> EXERCISE DETAILS: Repeat verbatim every line of the material, beginning at the line that holds "In the photograph above, where can the grey" and ending at its last line.
## Start LISTED RECORDS
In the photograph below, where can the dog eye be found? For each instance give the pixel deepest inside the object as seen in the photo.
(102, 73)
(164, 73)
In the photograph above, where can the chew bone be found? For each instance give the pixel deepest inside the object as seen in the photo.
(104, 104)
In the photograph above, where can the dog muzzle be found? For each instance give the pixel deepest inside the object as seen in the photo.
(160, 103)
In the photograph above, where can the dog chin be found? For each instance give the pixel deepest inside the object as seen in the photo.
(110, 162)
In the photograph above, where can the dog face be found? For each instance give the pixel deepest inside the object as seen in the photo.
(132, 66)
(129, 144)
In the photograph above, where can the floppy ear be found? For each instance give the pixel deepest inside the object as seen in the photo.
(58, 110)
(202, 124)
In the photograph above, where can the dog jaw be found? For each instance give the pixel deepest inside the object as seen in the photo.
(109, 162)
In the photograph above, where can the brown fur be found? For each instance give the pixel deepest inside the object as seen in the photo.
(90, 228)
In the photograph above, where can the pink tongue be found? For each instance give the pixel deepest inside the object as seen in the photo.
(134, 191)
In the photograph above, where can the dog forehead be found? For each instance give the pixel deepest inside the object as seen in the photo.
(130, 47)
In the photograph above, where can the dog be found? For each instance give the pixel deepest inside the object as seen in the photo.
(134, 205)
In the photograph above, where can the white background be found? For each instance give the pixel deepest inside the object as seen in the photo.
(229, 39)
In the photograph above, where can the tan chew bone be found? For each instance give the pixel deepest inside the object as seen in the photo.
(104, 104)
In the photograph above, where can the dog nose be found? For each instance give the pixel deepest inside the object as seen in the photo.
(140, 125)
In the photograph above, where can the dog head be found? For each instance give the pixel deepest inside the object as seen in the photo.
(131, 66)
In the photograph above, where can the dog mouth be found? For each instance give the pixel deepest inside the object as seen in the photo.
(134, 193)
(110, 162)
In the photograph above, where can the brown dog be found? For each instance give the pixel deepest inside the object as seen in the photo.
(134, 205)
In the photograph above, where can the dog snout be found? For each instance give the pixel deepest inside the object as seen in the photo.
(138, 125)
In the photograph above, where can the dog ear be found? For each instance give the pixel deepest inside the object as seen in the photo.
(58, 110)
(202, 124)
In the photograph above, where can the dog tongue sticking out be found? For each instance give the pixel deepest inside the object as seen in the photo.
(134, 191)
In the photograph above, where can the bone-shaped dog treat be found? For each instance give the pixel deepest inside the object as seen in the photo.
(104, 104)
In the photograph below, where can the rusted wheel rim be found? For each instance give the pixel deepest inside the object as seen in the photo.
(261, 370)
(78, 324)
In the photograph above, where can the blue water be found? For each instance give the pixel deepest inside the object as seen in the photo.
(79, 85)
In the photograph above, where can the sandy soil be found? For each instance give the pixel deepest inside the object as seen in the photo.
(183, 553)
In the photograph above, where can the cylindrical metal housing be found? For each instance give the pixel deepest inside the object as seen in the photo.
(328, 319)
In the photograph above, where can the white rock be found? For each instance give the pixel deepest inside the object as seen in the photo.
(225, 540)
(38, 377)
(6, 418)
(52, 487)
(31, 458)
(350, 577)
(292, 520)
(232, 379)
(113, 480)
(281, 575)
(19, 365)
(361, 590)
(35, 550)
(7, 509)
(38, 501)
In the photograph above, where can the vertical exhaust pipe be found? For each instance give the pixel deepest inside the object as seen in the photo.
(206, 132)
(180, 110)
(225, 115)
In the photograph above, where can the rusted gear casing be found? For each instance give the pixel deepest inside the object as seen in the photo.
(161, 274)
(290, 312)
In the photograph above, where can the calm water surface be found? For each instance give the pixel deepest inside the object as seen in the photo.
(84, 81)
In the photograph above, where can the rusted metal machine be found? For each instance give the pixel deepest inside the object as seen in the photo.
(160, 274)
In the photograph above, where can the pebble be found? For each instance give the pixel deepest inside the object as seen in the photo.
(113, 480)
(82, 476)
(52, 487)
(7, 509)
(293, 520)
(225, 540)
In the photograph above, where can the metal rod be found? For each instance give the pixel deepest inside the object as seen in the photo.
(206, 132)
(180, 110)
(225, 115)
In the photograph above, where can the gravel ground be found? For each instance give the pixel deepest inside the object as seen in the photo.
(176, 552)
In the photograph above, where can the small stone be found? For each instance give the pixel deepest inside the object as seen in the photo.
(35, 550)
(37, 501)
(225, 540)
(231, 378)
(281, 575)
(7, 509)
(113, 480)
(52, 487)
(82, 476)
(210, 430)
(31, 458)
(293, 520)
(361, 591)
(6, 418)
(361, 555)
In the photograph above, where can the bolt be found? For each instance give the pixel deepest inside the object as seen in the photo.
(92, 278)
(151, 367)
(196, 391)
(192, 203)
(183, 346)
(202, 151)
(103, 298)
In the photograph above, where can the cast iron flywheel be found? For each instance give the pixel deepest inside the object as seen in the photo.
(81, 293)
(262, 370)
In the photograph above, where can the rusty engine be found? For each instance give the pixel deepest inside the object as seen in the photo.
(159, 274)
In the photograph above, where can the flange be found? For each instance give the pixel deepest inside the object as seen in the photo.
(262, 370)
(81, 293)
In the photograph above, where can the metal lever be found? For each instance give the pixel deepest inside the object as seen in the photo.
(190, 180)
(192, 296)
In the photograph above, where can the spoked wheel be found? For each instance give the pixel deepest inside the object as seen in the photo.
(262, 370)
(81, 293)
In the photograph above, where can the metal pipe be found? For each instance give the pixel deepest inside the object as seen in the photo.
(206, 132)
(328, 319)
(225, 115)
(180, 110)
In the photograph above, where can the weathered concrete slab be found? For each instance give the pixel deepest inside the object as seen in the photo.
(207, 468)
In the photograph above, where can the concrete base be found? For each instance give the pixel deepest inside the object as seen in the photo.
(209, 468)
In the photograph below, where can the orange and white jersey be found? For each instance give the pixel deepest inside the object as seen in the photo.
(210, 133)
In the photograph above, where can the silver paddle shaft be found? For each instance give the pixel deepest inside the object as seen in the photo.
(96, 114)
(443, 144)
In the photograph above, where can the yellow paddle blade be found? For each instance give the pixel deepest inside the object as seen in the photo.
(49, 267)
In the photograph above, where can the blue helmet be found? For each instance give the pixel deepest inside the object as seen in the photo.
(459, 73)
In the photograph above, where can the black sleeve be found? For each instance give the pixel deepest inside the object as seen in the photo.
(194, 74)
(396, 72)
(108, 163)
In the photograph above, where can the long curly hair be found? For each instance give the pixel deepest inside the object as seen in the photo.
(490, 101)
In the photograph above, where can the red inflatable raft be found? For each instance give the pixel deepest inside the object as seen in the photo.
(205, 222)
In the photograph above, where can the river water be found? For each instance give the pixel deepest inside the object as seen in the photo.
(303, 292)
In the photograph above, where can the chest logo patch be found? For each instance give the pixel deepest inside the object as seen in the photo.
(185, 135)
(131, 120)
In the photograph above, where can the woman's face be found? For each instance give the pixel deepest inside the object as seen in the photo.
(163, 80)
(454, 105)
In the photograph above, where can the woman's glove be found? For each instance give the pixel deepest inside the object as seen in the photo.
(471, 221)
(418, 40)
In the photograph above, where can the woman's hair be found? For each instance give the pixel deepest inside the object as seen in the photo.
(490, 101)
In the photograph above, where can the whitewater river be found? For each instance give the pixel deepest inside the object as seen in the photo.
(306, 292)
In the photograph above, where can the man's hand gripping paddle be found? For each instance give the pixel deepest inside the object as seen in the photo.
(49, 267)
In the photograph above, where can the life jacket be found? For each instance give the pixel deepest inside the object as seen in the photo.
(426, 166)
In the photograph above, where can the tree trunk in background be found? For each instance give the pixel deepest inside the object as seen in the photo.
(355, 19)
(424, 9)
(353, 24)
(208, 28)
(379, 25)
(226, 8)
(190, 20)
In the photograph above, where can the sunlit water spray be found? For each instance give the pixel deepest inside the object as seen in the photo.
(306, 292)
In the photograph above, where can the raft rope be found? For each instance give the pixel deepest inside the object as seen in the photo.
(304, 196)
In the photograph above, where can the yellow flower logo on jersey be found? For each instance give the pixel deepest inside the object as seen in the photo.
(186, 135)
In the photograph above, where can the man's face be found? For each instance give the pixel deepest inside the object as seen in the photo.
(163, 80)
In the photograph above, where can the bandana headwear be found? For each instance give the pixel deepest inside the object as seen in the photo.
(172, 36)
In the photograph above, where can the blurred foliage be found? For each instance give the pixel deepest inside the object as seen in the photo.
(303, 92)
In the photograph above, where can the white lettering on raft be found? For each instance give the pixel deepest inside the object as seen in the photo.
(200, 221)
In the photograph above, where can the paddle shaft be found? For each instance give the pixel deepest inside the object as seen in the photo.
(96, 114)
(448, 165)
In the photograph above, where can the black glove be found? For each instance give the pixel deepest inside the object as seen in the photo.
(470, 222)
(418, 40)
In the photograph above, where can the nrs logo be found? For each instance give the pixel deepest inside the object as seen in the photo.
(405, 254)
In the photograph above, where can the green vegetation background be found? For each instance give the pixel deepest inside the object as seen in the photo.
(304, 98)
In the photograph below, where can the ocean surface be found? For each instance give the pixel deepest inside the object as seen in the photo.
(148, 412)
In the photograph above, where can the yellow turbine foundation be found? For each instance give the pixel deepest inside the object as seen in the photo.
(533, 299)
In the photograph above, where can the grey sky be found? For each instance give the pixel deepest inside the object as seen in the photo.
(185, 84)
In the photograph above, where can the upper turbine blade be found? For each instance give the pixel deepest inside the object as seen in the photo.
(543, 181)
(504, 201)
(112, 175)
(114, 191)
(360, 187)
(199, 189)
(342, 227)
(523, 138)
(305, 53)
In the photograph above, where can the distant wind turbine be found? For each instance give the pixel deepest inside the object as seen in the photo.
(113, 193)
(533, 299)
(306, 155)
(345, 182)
## End LISTED RECORDS
> OUTPUT OF THE TASK:
In the photograph above, where can the grey sky be found? For each instance give the pixel deepest inside the object as seen in the photo.
(185, 84)
In the photograph above, where can the upper turbine blade be found? For each instance give the pixel deepest inside the object as seen in the photo.
(543, 181)
(504, 201)
(112, 175)
(114, 191)
(360, 187)
(199, 189)
(342, 227)
(523, 138)
(305, 53)
In the photograph above, where can the distant wind turbine be found? For each instance give the pixel deepest inside the object as seen in the photo.
(113, 193)
(533, 299)
(306, 155)
(345, 182)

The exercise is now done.